> Excerto do texto:

━━━

O primeiro-ministro António Costa removeu o juiz conselheiro Vítor Caldeira da presidência do Tribunal de Contas (TdC) e, poucos dias depois, o Presidente da República (sob proposta do primeiro-ministro) nomeou o juiz conselheiro José Tavares como sucessor no cargo. Entretanto surgiram várias publicações nas redes sociais alegando que, em fevereiro, Tavares tinha sido afastado de vários cargos no TdC precisamente por Caldeira. Verificação de factos.

“Vítor Caldeira afastou o ex-diretor-geral José Tavares em fevereiro (estava no cargo desde 1995). Costa não renova o mandato de Vítor Caldeira. Costa nomeia agora José tavares para o lugar de Vítor Caldeira”, descreve-se numa das publicações em causa, um tweet datado de 7 de outubro, concluindo com duas perguntas retóricas: “Perceberam? Ou é preciso explicar?”

Esta alegada sucessão de acontecimentos é factualmente correta?

Sim. Começando pelo afastamento de Vítor Caldeira da presidência do TdC, como revelou o jornal “Sol”, na edição de 3 de outubro, “Vítor Caldeira fez vários pedidos de audiência a São Bento, mas o primeiro-ministro não lhe respondeu. Telefonou-lhe a comunicar que não vai ser reconduzido“.

Vítor Caldeira será assim o primeiro presidente do Tribunal de Contas desde 1977 a cumprir apenas quatro anos de mandato, como o Polígrafo informou ontem em primeira mão. Os antecessores João Pinheiro Farinha (1977-1986), António de Sousa Franco (1986-1995), Alfredo José de Sousa (1995-2005) e Guilherme d’Oliveira Martins (2005-2015) exerceram todos o cargo durante 9 a 10 anos, correspondendo a dois mandatos sucessivos.

━━━

> Dados brutos:
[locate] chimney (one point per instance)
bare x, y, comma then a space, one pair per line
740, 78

━━━

> Conjunto de tarefas:
1 > Segundo o texto, quem foi nomeado para suceder a Vítor Caldeira na presidência do Tribunal de Contas?
2 > Transcreva o trecho do texto que começa em "Sim. Começando pelo" e termina em "dois mandatos sucessivos.".
As linhas não têm qualquer relação com o texto.

> Respostas:
1 > O juiz conselheiro José Tavares.

2 >
Sim. Começando pelo afastamento de Vítor Caldeira da presidência do TdC, como revelou o jornal “Sol”, na edição de 3 de outubro, “Vítor Caldeira fez vários pedidos de audiência a São Bento, mas o primeiro-ministro não lhe respondeu. Telefonou-lhe a comunicar que não vai ser reconduzido“.

Vítor Caldeira será assim o primeiro presidente do Tribunal de Contas desde 1977 a cumprir apenas quatro anos de mandato, como o Polígrafo informou ontem em primeira mão. Os antecessores João Pinheiro Farinha (1977-1986), António de Sousa Franco (1986-1995), Alfredo José de Sousa (1995-2005) e Guilherme d’Oliveira Martins (2005-2015) exerceram todos o cargo durante 9 a 10 anos, correspondendo a dois mandatos sucessivos.